## [WHAT IS BEING ASKED]
Recast the stretch of the listing from the line containing "Can you find the eagle's tail" through the line containing "point(147, 332)" as a Markdown table with the columns "Row" and "Line", omitting any blank lines.

Rows from a pointing dataset:
┌────────
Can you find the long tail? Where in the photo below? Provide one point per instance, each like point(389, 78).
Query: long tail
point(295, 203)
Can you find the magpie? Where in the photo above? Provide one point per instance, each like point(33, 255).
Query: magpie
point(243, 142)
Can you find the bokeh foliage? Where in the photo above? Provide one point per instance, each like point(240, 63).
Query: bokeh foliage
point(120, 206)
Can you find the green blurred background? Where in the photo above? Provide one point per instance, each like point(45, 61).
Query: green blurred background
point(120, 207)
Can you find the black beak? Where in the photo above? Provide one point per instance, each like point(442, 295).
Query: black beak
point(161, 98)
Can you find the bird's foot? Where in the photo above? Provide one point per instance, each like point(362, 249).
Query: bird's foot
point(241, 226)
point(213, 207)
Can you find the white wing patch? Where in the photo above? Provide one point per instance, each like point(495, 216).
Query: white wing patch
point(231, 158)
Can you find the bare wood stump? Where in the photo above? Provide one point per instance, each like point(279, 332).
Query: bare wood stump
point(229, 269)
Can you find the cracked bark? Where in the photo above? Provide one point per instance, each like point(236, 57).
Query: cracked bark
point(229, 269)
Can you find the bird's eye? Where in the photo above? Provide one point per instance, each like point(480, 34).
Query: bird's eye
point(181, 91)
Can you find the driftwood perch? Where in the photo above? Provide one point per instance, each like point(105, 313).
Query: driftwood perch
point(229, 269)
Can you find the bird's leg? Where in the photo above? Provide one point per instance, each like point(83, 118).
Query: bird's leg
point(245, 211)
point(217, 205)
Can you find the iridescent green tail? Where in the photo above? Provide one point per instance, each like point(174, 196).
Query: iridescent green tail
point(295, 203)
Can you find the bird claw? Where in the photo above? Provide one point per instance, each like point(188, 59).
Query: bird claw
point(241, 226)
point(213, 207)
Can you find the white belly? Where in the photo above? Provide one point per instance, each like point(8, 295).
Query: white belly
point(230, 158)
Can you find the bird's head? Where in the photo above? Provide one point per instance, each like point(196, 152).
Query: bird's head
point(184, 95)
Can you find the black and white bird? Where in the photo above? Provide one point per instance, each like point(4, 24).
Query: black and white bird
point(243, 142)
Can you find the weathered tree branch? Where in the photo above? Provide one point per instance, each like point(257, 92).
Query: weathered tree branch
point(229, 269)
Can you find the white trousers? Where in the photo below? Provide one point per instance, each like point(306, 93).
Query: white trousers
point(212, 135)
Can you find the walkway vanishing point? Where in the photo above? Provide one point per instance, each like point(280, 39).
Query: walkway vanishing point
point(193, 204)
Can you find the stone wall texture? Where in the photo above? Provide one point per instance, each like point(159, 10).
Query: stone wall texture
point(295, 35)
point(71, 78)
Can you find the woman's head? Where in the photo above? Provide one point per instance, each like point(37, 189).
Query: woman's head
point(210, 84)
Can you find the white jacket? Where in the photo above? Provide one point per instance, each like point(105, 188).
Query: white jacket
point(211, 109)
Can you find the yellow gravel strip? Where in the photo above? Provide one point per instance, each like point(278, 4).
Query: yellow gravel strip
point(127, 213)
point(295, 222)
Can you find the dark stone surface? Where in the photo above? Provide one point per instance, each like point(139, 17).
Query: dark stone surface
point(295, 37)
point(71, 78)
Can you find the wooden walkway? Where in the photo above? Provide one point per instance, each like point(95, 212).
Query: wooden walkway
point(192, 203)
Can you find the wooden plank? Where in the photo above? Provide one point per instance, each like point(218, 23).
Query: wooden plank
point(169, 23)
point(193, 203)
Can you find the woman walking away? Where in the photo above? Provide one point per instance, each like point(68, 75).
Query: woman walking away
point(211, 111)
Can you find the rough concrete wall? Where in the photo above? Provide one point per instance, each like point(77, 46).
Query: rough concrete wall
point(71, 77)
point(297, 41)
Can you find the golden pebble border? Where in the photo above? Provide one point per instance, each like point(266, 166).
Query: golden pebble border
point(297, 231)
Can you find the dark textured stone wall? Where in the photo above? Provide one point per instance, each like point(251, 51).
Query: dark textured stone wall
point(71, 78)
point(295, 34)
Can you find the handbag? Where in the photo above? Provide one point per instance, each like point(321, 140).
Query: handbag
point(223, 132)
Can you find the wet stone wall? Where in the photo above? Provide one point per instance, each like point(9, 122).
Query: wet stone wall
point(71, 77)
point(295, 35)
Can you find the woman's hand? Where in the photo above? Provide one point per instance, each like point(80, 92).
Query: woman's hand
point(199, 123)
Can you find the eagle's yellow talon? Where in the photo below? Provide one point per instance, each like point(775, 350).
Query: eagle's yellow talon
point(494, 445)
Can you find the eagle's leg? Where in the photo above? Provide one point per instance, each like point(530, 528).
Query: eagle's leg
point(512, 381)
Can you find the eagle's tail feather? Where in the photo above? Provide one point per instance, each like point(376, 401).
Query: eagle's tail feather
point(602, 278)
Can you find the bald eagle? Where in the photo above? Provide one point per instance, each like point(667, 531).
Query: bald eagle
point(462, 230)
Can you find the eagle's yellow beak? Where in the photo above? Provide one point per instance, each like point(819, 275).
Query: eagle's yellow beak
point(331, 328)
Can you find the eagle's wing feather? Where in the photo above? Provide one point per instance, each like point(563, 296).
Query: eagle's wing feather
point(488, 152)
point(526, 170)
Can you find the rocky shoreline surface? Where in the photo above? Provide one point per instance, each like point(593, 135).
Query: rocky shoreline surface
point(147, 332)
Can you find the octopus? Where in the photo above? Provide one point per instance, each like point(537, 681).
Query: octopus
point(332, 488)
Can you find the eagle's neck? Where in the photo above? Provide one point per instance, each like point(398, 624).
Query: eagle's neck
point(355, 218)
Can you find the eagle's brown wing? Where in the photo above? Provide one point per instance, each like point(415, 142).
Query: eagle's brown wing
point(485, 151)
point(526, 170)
└────────
## [COMPLETE RESPONSE]
| Row | Line |
|---|---|
| 1 | Can you find the eagle's tail feather? Where in the photo above? Provide one point per instance, each like point(376, 401). |
| 2 | Query: eagle's tail feather |
| 3 | point(602, 278) |
| 4 | Can you find the bald eagle? Where in the photo above? Provide one point per instance, each like point(667, 531). |
| 5 | Query: bald eagle |
| 6 | point(462, 230) |
| 7 | Can you find the eagle's yellow beak? Where in the photo above? Provide one point per instance, each like point(819, 275). |
| 8 | Query: eagle's yellow beak |
| 9 | point(331, 328) |
| 10 | Can you find the eagle's wing feather? Where in the photo above? Provide one point per instance, each like point(563, 296). |
| 11 | Query: eagle's wing feather |
| 12 | point(488, 152) |
| 13 | point(526, 170) |
| 14 | Can you find the rocky shoreline surface? Where in the photo above? Provide one point per instance, each like point(593, 135). |
| 15 | Query: rocky shoreline surface |
| 16 | point(147, 332) |